* Begin ENTRIES *

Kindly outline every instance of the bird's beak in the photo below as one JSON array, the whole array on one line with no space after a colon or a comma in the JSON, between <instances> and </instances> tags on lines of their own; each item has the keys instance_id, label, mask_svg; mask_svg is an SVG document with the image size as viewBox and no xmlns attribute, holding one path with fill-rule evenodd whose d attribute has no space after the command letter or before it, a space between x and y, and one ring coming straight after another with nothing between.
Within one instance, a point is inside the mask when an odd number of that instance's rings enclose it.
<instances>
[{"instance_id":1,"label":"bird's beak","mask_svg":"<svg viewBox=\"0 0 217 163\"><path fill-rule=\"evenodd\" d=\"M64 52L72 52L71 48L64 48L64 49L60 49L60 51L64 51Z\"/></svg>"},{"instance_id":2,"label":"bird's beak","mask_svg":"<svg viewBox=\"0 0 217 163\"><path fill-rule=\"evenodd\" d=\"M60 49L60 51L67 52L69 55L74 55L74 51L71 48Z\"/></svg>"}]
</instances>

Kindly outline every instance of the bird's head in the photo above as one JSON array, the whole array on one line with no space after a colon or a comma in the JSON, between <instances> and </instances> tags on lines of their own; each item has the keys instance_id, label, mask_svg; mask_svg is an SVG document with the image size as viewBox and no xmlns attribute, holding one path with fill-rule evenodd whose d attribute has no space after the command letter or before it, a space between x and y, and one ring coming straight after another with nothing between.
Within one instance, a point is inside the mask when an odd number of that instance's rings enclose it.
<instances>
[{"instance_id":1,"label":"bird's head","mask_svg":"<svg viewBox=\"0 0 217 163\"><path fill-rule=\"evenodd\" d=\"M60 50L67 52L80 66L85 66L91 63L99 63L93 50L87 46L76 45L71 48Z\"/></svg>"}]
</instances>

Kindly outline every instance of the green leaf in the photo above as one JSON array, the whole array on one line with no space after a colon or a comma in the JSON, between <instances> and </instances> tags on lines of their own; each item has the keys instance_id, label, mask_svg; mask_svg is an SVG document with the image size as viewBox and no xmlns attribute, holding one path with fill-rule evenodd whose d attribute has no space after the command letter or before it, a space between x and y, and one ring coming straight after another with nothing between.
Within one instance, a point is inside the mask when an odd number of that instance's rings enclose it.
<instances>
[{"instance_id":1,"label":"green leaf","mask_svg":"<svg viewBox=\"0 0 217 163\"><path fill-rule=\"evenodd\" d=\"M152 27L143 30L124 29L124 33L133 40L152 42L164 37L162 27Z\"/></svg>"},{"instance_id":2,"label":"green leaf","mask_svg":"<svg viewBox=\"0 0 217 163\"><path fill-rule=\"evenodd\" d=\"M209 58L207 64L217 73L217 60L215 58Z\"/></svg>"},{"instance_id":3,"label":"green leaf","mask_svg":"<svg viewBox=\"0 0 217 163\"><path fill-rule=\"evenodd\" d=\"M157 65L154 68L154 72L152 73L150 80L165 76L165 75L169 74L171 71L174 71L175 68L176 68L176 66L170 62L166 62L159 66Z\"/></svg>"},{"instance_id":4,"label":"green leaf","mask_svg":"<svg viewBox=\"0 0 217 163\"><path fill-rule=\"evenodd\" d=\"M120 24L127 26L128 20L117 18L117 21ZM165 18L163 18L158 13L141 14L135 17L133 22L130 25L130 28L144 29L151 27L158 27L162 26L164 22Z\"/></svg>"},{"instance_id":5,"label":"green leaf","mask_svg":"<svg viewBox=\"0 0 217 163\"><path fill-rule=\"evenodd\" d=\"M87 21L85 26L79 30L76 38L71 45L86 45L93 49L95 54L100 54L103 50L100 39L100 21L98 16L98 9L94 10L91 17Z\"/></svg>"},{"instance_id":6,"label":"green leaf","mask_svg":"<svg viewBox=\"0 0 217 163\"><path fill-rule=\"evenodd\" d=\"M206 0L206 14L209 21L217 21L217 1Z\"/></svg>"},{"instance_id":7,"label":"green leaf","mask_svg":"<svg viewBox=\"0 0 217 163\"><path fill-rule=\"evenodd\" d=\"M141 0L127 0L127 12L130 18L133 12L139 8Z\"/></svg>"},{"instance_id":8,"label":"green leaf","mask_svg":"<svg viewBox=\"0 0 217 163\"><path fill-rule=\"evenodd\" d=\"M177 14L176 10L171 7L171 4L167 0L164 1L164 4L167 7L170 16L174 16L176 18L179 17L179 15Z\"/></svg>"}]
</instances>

* End ENTRIES *
* Begin ENTRIES *

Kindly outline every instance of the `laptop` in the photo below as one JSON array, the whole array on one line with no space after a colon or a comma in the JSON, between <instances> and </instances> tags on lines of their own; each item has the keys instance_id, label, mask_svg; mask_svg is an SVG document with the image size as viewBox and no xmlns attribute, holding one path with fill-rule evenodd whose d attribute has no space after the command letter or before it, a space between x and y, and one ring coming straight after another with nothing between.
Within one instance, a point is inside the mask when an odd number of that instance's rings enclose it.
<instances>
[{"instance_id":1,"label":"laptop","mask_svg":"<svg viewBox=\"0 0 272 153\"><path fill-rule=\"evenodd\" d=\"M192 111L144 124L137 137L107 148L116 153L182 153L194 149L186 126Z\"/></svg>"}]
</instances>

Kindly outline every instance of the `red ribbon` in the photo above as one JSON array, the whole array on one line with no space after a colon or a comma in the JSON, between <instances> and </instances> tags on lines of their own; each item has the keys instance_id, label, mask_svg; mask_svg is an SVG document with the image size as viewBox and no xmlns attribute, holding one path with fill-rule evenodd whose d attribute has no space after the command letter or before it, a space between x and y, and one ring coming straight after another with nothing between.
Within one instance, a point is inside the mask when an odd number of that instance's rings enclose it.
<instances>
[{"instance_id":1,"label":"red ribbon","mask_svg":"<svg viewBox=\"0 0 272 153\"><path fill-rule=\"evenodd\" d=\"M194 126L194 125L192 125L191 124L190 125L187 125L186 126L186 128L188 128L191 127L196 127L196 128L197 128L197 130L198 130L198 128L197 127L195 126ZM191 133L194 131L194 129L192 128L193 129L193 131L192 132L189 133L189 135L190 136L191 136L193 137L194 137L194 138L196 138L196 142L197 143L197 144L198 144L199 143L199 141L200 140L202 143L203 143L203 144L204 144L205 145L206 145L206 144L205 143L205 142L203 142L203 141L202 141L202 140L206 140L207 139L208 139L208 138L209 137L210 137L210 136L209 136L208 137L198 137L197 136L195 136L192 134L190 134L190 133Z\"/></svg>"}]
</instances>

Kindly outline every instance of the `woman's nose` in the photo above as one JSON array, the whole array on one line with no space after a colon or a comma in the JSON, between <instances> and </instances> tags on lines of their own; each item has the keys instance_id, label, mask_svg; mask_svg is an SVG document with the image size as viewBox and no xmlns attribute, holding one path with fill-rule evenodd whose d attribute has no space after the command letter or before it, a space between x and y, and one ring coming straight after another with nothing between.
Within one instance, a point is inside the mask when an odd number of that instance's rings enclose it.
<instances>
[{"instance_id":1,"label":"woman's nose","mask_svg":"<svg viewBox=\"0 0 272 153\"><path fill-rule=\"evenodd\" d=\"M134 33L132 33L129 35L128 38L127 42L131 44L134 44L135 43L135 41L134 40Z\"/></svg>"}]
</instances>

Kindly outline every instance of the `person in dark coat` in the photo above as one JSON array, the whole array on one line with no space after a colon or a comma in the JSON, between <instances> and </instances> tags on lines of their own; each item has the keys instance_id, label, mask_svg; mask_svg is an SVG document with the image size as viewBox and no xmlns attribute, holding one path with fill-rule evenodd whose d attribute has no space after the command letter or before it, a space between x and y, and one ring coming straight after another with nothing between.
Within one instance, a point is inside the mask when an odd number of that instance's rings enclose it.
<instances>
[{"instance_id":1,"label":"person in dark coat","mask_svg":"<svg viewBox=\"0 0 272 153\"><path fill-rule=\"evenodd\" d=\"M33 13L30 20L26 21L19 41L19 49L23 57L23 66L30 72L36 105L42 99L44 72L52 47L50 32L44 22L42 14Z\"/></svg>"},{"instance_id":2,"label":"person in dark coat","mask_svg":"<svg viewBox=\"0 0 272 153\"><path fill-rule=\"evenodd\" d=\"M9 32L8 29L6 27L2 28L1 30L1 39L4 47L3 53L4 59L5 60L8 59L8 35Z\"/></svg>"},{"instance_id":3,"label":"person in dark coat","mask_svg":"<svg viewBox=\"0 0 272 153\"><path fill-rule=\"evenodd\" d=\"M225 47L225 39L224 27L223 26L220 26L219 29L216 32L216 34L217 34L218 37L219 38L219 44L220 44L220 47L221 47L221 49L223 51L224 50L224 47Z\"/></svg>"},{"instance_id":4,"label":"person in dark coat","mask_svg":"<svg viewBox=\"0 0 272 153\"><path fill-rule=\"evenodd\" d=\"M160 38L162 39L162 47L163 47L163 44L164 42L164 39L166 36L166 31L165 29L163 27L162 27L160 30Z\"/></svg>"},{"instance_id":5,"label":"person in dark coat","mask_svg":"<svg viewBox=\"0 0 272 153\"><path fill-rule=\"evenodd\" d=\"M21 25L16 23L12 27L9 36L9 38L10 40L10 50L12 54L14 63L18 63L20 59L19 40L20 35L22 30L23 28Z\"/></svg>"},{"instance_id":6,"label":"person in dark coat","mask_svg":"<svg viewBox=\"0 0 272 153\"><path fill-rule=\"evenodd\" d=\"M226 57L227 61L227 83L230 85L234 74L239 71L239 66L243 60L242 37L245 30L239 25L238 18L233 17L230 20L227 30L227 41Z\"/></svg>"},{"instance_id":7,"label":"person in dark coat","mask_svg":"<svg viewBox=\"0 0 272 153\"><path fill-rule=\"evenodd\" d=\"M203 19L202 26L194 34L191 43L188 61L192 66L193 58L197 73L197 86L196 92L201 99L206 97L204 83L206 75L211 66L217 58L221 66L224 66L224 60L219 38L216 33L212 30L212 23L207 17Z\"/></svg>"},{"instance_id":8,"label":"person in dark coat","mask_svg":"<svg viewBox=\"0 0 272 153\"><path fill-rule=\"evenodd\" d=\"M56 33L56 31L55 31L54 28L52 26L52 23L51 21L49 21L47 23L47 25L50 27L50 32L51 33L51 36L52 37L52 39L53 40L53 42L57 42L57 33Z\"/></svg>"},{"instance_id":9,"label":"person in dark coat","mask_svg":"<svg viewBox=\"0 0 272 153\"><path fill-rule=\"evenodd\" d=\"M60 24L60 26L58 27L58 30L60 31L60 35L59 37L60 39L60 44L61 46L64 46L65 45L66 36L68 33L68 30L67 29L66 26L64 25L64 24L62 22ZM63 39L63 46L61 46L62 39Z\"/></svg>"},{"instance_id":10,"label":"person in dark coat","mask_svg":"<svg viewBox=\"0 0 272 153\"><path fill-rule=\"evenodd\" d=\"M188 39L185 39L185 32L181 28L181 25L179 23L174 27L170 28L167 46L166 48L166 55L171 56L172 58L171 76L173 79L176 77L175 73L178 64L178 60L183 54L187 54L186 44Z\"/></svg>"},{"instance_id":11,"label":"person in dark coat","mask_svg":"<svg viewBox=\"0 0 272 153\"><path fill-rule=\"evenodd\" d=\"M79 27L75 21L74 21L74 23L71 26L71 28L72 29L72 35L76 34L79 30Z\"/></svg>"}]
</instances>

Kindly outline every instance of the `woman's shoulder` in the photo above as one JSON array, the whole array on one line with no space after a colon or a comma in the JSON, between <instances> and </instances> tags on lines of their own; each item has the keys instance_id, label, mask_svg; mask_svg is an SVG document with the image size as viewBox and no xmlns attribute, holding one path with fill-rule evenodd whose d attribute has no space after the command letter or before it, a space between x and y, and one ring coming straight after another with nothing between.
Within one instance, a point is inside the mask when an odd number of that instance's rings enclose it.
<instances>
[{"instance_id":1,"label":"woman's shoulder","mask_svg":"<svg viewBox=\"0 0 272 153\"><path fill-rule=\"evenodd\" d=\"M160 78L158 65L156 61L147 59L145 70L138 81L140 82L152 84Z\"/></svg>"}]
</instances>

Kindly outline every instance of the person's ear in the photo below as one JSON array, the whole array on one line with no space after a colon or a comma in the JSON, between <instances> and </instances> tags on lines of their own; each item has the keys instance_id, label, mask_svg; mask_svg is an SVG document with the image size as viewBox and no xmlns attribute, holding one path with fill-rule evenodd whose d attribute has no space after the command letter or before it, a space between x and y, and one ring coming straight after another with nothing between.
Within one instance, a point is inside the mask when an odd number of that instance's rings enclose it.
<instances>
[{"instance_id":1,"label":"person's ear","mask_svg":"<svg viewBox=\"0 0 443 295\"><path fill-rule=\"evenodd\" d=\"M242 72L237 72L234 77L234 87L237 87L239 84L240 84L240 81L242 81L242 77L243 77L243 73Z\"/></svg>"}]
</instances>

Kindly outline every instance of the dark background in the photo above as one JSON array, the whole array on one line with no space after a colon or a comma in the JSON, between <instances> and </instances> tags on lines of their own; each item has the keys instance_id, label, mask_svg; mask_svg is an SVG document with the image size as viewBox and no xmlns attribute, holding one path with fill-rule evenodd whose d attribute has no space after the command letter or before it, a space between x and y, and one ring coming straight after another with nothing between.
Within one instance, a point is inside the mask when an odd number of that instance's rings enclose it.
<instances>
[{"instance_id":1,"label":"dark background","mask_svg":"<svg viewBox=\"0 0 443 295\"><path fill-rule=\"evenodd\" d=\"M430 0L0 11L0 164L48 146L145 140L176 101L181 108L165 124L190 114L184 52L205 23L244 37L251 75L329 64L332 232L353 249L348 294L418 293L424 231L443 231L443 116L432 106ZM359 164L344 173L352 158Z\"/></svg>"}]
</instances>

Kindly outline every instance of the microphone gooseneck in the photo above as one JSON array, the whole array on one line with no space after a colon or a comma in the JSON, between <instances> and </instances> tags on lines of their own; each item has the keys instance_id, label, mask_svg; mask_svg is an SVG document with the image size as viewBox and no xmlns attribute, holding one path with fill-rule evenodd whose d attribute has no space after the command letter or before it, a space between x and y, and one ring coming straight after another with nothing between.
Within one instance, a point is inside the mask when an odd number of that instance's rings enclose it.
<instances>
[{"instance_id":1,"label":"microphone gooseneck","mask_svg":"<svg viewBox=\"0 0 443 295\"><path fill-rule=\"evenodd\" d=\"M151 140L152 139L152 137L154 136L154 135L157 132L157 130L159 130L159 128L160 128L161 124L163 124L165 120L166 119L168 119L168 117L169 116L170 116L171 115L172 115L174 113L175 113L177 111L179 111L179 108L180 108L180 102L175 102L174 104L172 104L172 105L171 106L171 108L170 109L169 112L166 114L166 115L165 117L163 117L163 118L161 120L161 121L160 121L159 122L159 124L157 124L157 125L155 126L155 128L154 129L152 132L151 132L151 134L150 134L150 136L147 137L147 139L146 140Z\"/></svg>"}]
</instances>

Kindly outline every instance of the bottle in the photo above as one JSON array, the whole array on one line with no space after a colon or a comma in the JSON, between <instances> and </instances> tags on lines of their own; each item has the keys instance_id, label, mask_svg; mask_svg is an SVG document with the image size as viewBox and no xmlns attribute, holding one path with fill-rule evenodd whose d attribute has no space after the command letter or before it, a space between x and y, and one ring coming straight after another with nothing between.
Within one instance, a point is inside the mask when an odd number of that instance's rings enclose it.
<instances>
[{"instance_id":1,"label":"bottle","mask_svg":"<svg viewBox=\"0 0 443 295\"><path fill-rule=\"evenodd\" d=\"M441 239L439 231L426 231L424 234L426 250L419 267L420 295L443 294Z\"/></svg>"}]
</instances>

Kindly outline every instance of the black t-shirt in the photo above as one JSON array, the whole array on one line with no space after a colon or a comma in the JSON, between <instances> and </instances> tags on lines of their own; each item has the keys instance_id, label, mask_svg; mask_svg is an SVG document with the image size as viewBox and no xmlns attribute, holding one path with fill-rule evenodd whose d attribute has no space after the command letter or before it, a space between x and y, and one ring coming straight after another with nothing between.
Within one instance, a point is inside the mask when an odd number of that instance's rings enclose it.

* End ENTRIES *

● **DIRECTIONS FOR THIS TASK**
Count the lines in the records that contain the word "head", and give only that number.

● **ANSWER**
2